Data records:
------------------------
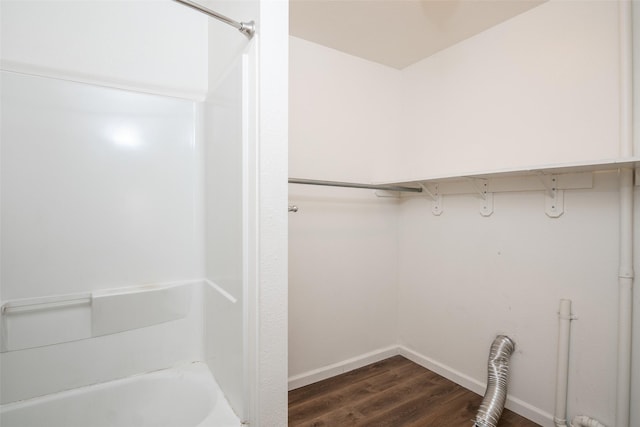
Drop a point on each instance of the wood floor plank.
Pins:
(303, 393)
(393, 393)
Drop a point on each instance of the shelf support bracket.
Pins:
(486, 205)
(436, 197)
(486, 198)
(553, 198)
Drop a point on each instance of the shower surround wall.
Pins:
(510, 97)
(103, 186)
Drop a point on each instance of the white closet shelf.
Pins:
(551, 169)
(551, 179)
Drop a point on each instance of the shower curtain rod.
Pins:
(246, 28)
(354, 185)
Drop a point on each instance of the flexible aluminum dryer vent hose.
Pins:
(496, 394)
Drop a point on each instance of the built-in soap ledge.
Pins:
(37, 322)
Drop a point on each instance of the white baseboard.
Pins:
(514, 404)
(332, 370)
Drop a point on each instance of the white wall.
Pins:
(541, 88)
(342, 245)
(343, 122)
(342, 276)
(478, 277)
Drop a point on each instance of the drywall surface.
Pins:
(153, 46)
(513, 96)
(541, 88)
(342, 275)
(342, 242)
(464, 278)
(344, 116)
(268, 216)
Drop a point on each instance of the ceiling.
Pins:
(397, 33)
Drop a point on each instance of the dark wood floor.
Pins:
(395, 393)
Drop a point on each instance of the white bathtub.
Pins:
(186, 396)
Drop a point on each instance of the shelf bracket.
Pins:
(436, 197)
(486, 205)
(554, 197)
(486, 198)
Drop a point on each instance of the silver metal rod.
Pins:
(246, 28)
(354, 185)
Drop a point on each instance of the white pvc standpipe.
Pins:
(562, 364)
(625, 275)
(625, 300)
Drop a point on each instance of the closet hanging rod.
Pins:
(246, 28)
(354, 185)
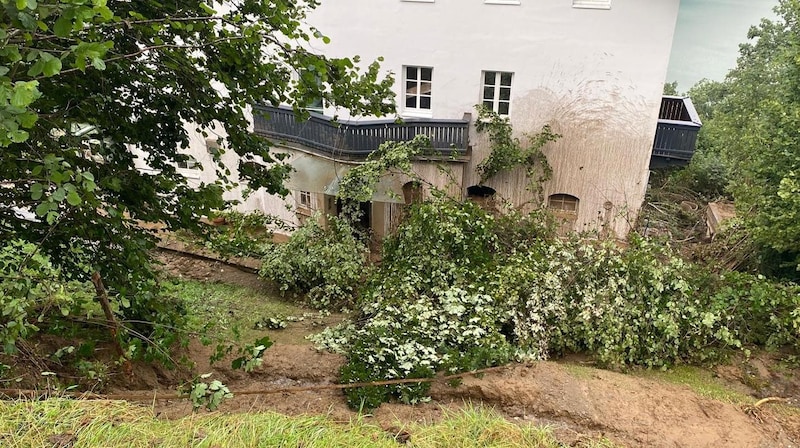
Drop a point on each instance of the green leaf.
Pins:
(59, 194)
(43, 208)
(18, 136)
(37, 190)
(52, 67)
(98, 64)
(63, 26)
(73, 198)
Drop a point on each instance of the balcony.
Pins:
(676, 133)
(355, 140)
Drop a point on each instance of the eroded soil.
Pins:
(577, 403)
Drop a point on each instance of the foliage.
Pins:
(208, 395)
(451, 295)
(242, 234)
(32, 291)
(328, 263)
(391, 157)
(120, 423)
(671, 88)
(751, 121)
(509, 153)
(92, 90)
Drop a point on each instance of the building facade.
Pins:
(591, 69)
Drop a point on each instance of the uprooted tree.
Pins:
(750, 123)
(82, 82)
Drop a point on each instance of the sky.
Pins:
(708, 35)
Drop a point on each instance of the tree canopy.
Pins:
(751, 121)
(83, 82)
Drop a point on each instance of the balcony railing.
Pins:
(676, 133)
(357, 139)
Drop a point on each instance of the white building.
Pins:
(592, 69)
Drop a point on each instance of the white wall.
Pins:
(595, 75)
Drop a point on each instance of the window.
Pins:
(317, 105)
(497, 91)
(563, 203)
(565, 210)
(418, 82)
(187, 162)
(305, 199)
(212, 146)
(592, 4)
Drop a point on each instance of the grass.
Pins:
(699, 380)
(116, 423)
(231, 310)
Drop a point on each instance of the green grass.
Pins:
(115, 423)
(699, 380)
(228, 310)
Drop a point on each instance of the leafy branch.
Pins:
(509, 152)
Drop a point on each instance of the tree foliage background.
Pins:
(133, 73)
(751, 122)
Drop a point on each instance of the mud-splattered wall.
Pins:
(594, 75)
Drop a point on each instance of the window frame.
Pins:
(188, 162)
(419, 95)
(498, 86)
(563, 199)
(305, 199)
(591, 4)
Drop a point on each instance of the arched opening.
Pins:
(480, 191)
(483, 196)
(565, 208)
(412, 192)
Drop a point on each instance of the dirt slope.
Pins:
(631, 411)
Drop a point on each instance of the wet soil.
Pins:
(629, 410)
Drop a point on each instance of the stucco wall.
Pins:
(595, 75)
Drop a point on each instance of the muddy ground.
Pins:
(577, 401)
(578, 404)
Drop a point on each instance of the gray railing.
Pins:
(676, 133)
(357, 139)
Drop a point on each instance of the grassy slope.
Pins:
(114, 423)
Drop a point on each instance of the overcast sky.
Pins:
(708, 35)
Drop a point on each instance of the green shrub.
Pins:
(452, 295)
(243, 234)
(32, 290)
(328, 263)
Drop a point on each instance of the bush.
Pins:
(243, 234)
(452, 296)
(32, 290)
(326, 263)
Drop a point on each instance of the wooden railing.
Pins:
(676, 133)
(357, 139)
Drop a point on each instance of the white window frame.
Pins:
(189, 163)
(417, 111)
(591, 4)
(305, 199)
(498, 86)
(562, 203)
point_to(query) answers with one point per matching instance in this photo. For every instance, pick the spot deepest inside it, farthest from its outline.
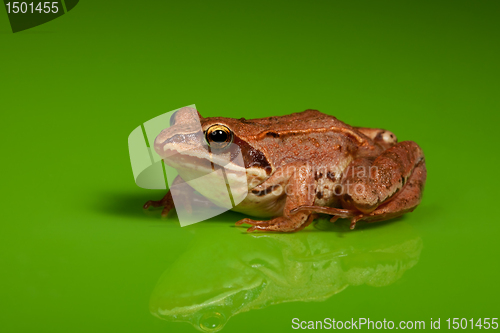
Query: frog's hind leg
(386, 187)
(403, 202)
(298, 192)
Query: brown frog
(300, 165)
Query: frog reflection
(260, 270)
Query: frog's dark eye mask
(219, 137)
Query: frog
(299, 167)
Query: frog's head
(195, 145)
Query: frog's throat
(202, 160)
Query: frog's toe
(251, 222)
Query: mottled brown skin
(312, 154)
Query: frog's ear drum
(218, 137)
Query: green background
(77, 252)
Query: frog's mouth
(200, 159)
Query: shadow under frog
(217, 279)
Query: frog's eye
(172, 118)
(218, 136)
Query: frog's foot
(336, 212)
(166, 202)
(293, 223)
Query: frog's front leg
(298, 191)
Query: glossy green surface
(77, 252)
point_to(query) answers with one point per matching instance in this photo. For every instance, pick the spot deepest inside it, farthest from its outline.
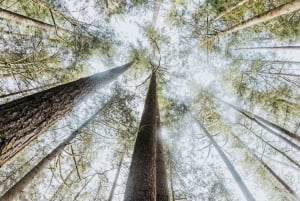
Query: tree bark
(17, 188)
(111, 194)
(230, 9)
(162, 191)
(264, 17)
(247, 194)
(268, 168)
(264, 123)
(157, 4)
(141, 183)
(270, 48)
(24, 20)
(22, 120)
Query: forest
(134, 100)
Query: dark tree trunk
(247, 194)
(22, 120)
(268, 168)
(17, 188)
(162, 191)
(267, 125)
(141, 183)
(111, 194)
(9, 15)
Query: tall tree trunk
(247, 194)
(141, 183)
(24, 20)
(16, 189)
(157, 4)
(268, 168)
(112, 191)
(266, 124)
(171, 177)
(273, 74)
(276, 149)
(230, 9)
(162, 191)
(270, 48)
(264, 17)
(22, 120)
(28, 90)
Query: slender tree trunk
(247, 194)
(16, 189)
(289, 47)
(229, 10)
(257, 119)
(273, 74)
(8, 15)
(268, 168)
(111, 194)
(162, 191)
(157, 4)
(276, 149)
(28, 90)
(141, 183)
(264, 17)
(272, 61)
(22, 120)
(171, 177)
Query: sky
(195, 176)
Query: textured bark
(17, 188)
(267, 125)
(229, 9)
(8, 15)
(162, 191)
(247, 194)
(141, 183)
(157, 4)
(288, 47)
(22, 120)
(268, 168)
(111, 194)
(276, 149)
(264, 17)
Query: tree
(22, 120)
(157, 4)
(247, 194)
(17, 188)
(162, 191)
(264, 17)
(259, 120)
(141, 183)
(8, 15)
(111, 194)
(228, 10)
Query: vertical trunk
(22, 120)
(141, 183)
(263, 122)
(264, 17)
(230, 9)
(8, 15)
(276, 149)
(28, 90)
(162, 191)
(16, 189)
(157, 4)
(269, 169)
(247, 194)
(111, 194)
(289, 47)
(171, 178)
------------------------
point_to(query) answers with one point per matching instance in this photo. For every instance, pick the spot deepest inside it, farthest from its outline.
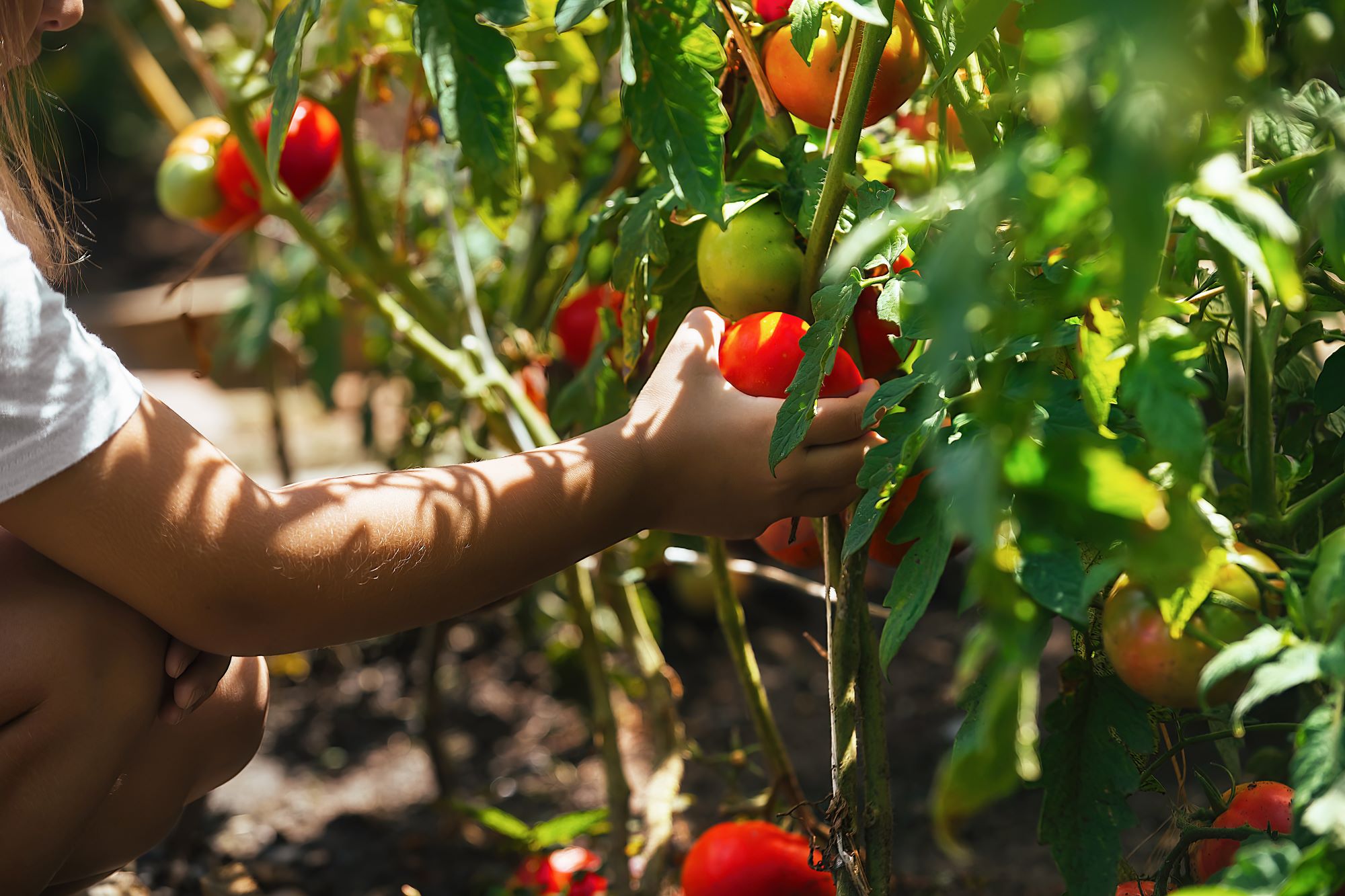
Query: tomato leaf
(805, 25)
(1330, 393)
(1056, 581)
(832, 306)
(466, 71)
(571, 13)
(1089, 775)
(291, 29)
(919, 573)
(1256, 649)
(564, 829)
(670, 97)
------------------------
## Task details
Retype the portion of the data above that starts on the line with "Drop a point on each instance of the mud-splattered" and finishes on the line with "Drop a point on each instance of the arched", including both of those lines.

## Task result
Drop a point on each instance of the mud-splattered wall.
Pins:
(594, 75)
Drop a point on each instance of the window frame.
Pins:
(188, 162)
(419, 95)
(498, 86)
(563, 199)
(305, 199)
(591, 4)
Drop a point on each instance of the arched opening.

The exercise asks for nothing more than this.